[Dataset entries]
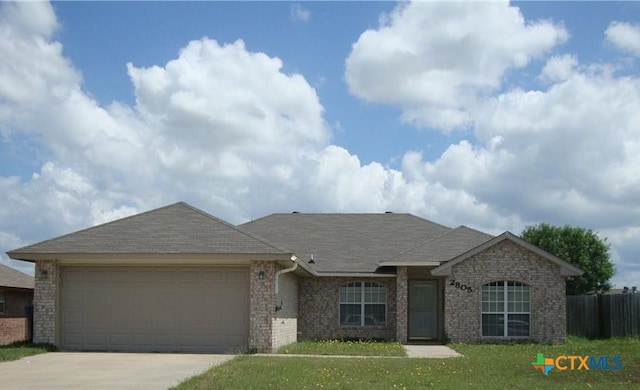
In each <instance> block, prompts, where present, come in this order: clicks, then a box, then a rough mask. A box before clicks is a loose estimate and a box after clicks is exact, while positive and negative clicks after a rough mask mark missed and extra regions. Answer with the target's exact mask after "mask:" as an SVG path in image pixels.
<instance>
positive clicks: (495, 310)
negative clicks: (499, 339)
mask: <svg viewBox="0 0 640 390" xmlns="http://www.w3.org/2000/svg"><path fill="white" fill-rule="evenodd" d="M487 287H502V300H491V299H490V298H491V294H492V291H491V290H485V288H487ZM509 287H512V288H513V293H514V299H510V298H509V295H510V294H509V293H510V290H509ZM525 292H526V295H527V297H528V299H526V300H525V299H524V298H523V295H524V294H525ZM485 293H486V294H489V299H488V300H485V299H484V297H485ZM515 296H519V297H520V299H519V300H516V299H515ZM485 304H488V305H489V306H490V307H489V308H491V306H493V307H494V308H496V309H494V310H486V311H485ZM500 305H502V310H497V308H498V307H499V306H500ZM518 305H519V306H520V310H515V308H516V307H517V306H518ZM525 305H526V308H528V311H527V310H524V309H525V307H524V306H525ZM510 308H513V310H510ZM480 311H481V314H480V334H481V336H482V337H483V338H510V339H527V338H530V337H531V286H529V285H528V284H526V283H523V282H518V281H514V280H499V281H495V282H490V283H486V284H483V285H482V288H481V294H480ZM485 315H501V316H502V335H485V333H484V316H485ZM524 315H526V316H528V328H527V334H526V335H510V334H509V321H510V316H524Z"/></svg>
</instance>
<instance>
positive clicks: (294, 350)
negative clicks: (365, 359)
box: [277, 340, 406, 356]
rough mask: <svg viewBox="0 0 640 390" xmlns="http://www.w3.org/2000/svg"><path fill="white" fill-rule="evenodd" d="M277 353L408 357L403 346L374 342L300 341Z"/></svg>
mask: <svg viewBox="0 0 640 390" xmlns="http://www.w3.org/2000/svg"><path fill="white" fill-rule="evenodd" d="M277 353H282V354H301V355H347V356H406V353H405V351H404V348H403V347H402V344H400V343H398V342H395V341H394V342H391V341H372V340H345V341H341V340H319V341H312V340H306V341H300V342H297V343H294V344H290V345H287V346H284V347H282V348H280V349H279V350H278V351H277Z"/></svg>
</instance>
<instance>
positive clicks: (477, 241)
mask: <svg viewBox="0 0 640 390" xmlns="http://www.w3.org/2000/svg"><path fill="white" fill-rule="evenodd" d="M492 238H493V236H492V235H490V234H487V233H483V232H481V231H478V230H475V229H471V228H468V227H466V226H459V227H457V228H455V229H453V230H450V231H448V232H446V233H444V234H442V235H441V236H439V237H436V238H434V239H432V240H429V241H426V242H424V243H422V244H420V245H418V246H416V247H413V248H411V249H408V250H406V251H403V252H401V253H399V254H397V255H395V256H393V257H392V258H390V259H387V260H385V261H383V262H382V263H381V265H384V263H386V262H393V263H394V264H395V263H398V262H405V263H412V262H415V263H417V262H421V261H433V262H440V263H442V262H445V261H449V260H451V259H452V258H454V257H457V256H459V255H461V254H463V253H465V252H467V251H469V250H471V249H473V248H475V247H477V246H478V245H480V244H482V243H484V242H487V241H489V240H490V239H492Z"/></svg>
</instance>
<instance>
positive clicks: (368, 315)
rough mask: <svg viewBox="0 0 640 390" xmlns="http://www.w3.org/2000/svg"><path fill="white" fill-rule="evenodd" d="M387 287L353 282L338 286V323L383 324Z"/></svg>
mask: <svg viewBox="0 0 640 390" xmlns="http://www.w3.org/2000/svg"><path fill="white" fill-rule="evenodd" d="M386 318H387V289H386V288H385V287H384V286H382V285H379V284H378V283H371V282H353V283H347V284H343V285H342V286H340V325H351V326H365V325H384V324H385V323H386Z"/></svg>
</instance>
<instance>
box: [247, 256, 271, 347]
mask: <svg viewBox="0 0 640 390" xmlns="http://www.w3.org/2000/svg"><path fill="white" fill-rule="evenodd" d="M260 272H264V279H260V277H259V275H260ZM275 273H276V264H275V263H272V262H266V261H254V262H253V263H252V264H251V270H250V271H249V349H250V351H253V352H271V348H272V343H271V336H272V326H273V318H274V317H275V284H274V282H273V280H274V277H275Z"/></svg>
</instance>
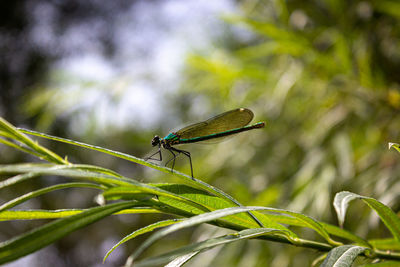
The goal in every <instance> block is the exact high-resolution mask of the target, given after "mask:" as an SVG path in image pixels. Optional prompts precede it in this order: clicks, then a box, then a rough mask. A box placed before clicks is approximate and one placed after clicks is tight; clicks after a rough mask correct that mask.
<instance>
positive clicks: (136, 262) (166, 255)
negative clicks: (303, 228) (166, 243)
mask: <svg viewBox="0 0 400 267" xmlns="http://www.w3.org/2000/svg"><path fill="white" fill-rule="evenodd" d="M265 234H281V235H285V236H287V234H288V232H287V231H282V230H278V229H269V228H253V229H246V230H243V231H240V232H237V233H233V234H228V235H223V236H220V237H216V238H210V239H207V240H204V241H201V242H198V243H195V244H191V245H188V246H185V247H182V248H179V249H176V250H173V251H170V252H168V253H165V254H163V255H160V256H156V257H153V258H149V259H145V260H142V261H138V262H135V263H134V264H133V266H135V267H147V266H159V265H161V264H165V263H168V262H170V261H172V260H174V259H176V258H177V257H182V256H185V255H190V254H191V253H195V252H197V251H206V250H209V249H212V248H214V247H215V246H219V245H225V244H228V243H232V242H237V241H240V240H243V239H250V238H254V237H257V236H261V235H265ZM130 264H131V263H128V264H127V266H132V265H130Z"/></svg>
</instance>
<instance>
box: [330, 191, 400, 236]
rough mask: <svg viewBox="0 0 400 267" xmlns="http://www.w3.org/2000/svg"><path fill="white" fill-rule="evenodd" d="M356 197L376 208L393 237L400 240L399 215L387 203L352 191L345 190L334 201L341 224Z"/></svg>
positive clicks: (340, 222)
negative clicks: (352, 200)
mask: <svg viewBox="0 0 400 267" xmlns="http://www.w3.org/2000/svg"><path fill="white" fill-rule="evenodd" d="M354 199H361V200H363V201H364V202H365V203H367V205H368V206H369V207H370V208H372V209H374V210H375V211H376V212H377V213H378V216H379V217H380V218H381V220H382V221H383V223H384V224H385V225H386V227H387V228H388V229H389V231H390V232H391V233H392V235H393V237H394V238H395V239H396V240H398V241H400V219H399V217H398V216H397V215H396V214H395V213H394V212H393V211H392V210H391V209H390V208H389V207H388V206H386V205H384V204H382V203H381V202H379V201H377V200H376V199H374V198H370V197H364V196H360V195H357V194H354V193H351V192H347V191H343V192H339V193H337V194H336V196H335V199H334V201H333V205H334V207H335V210H336V213H337V215H338V220H339V224H340V225H343V222H344V218H345V215H346V211H347V207H348V205H349V203H350V201H352V200H354Z"/></svg>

* DIRECTIONS FOR THIS TASK: Transcribe each entry above character for character, omitting pictures.

* EXERCISE RESPONSE:
In each <instance> block, prompts, where present, come in this order: clicks, then a box, then a rough mask. A box before clicks is a loose estimate and a box after clicks is exact, while positive and negative clicks after a rough mask mark missed and extra regions. Answer with the target's exact mask after "mask:" as an SVG path in image pixels.
<instance>
positive clicks: (495, 310)
negative clicks: (499, 339)
mask: <svg viewBox="0 0 640 390" xmlns="http://www.w3.org/2000/svg"><path fill="white" fill-rule="evenodd" d="M487 287H502V300H491V299H490V298H491V294H492V291H491V290H485V288H487ZM509 287H512V288H513V293H514V299H510V298H509V295H510V294H509V293H510V290H509ZM525 292H526V295H527V297H528V299H526V300H525V299H524V298H523V295H524V294H525ZM485 293H486V294H489V299H488V300H485V299H484V297H485ZM515 296H519V297H520V299H519V300H516V299H515ZM485 304H488V305H489V306H490V307H489V308H491V306H493V307H494V308H496V309H494V310H486V311H485ZM500 305H502V310H497V308H498V307H499V306H500ZM518 305H519V306H520V310H515V308H516V307H517V306H518ZM525 305H526V308H528V311H527V310H524V309H525V307H524V306H525ZM510 308H513V310H510ZM480 311H481V314H480V334H481V336H482V337H483V338H510V339H527V338H530V337H531V286H529V285H528V284H526V283H523V282H518V281H514V280H499V281H495V282H490V283H486V284H483V285H482V288H481V294H480ZM485 315H501V316H502V335H485V333H484V316H485ZM524 315H526V316H528V328H527V334H526V335H510V334H509V321H510V316H524Z"/></svg>
</instance>
<instance>
positive clicks: (294, 350)
negative clicks: (365, 359)
box: [277, 340, 406, 356]
rough mask: <svg viewBox="0 0 640 390" xmlns="http://www.w3.org/2000/svg"><path fill="white" fill-rule="evenodd" d="M277 353L408 357L403 346L374 342L300 341Z"/></svg>
mask: <svg viewBox="0 0 640 390" xmlns="http://www.w3.org/2000/svg"><path fill="white" fill-rule="evenodd" d="M277 353H282V354H301V355H347V356H406V353H405V351H404V348H403V347H402V344H400V343H398V342H395V341H394V342H391V341H372V340H345V341H341V340H319V341H312V340H306V341H300V342H297V343H294V344H290V345H287V346H284V347H282V348H280V349H279V350H278V351H277Z"/></svg>
</instance>
<instance>
positive clicks: (477, 241)
mask: <svg viewBox="0 0 640 390" xmlns="http://www.w3.org/2000/svg"><path fill="white" fill-rule="evenodd" d="M492 238H493V236H492V235H490V234H487V233H483V232H481V231H478V230H475V229H471V228H468V227H466V226H459V227H457V228H455V229H453V230H450V231H448V232H446V233H444V234H442V235H441V236H439V237H436V238H434V239H432V240H429V241H426V242H424V243H422V244H420V245H418V246H416V247H413V248H411V249H408V250H406V251H403V252H401V253H399V254H397V255H395V256H393V257H392V258H390V259H387V260H385V261H383V262H382V263H381V265H384V263H386V262H393V263H394V264H395V263H398V262H405V263H412V262H415V263H417V262H421V261H433V262H440V263H442V262H445V261H449V260H451V259H452V258H454V257H457V256H459V255H461V254H463V253H465V252H467V251H469V250H471V249H473V248H475V247H477V246H478V245H480V244H482V243H484V242H487V241H489V240H490V239H492Z"/></svg>
</instance>
<instance>
positive clicks: (368, 315)
rough mask: <svg viewBox="0 0 640 390" xmlns="http://www.w3.org/2000/svg"><path fill="white" fill-rule="evenodd" d="M387 287L353 282L338 286V323L383 324Z"/></svg>
mask: <svg viewBox="0 0 640 390" xmlns="http://www.w3.org/2000/svg"><path fill="white" fill-rule="evenodd" d="M386 318H387V289H386V288H385V287H384V286H382V285H379V284H378V283H371V282H353V283H347V284H343V285H342V286H340V325H351V326H365V325H384V324H385V323H386Z"/></svg>
</instance>
<instance>
box: [247, 256, 271, 347]
mask: <svg viewBox="0 0 640 390" xmlns="http://www.w3.org/2000/svg"><path fill="white" fill-rule="evenodd" d="M260 272H264V279H260V277H259V275H260ZM275 273H276V264H275V263H272V262H266V261H254V262H253V263H252V264H251V270H250V271H249V349H250V351H253V352H271V348H272V343H271V336H272V326H273V318H274V317H275V284H274V282H273V280H274V277H275Z"/></svg>
</instance>
The goal in every <instance> block is the exact high-resolution mask of the target, given after "mask:" as an SVG path in image pixels. Optional prompts precede it in this order: clicks, then a box, then a rough mask. A box placed before clicks is approximate and one placed after clicks is tight; clicks after a rough mask correct that mask.
<instance>
positive clicks: (136, 262) (166, 255)
negative clicks: (303, 228) (166, 243)
mask: <svg viewBox="0 0 400 267" xmlns="http://www.w3.org/2000/svg"><path fill="white" fill-rule="evenodd" d="M265 234H281V235H285V236H287V234H288V232H287V231H282V230H278V229H269V228H253V229H246V230H243V231H240V232H237V233H233V234H228V235H223V236H220V237H216V238H210V239H207V240H204V241H201V242H198V243H195V244H191V245H188V246H185V247H182V248H179V249H176V250H173V251H170V252H168V253H165V254H163V255H160V256H156V257H153V258H149V259H145V260H142V261H138V262H135V263H134V264H133V266H135V267H147V266H159V265H161V264H165V263H168V262H170V261H172V260H174V259H176V258H177V257H182V256H185V255H190V254H191V253H195V252H197V251H206V250H209V249H212V248H214V247H215V246H219V245H225V244H228V243H232V242H237V241H240V240H243V239H250V238H254V237H257V236H261V235H265ZM130 264H131V263H128V264H127V266H132V265H130Z"/></svg>
</instance>
<instance>
box: [330, 191, 400, 236]
rough mask: <svg viewBox="0 0 400 267" xmlns="http://www.w3.org/2000/svg"><path fill="white" fill-rule="evenodd" d="M356 197L376 208L393 237L400 240L399 215L387 203L352 191L345 190L334 201L341 224Z"/></svg>
positive clicks: (340, 222)
negative clicks: (352, 200)
mask: <svg viewBox="0 0 400 267" xmlns="http://www.w3.org/2000/svg"><path fill="white" fill-rule="evenodd" d="M354 199H361V200H363V201H364V202H365V203H367V205H368V206H369V207H370V208H372V209H374V210H375V211H376V212H377V213H378V216H379V217H380V218H381V220H382V221H383V223H384V224H385V225H386V227H387V228H388V229H389V231H390V232H391V233H392V235H393V237H394V238H395V239H396V240H398V241H400V219H399V217H398V216H397V215H396V214H395V213H394V212H393V211H392V210H391V209H390V208H389V207H388V206H386V205H384V204H382V203H381V202H379V201H377V200H376V199H374V198H370V197H364V196H360V195H357V194H354V193H351V192H347V191H343V192H339V193H337V194H336V196H335V199H334V201H333V205H334V207H335V210H336V213H337V215H338V220H339V224H340V225H343V222H344V218H345V215H346V211H347V207H348V205H349V203H350V201H352V200H354Z"/></svg>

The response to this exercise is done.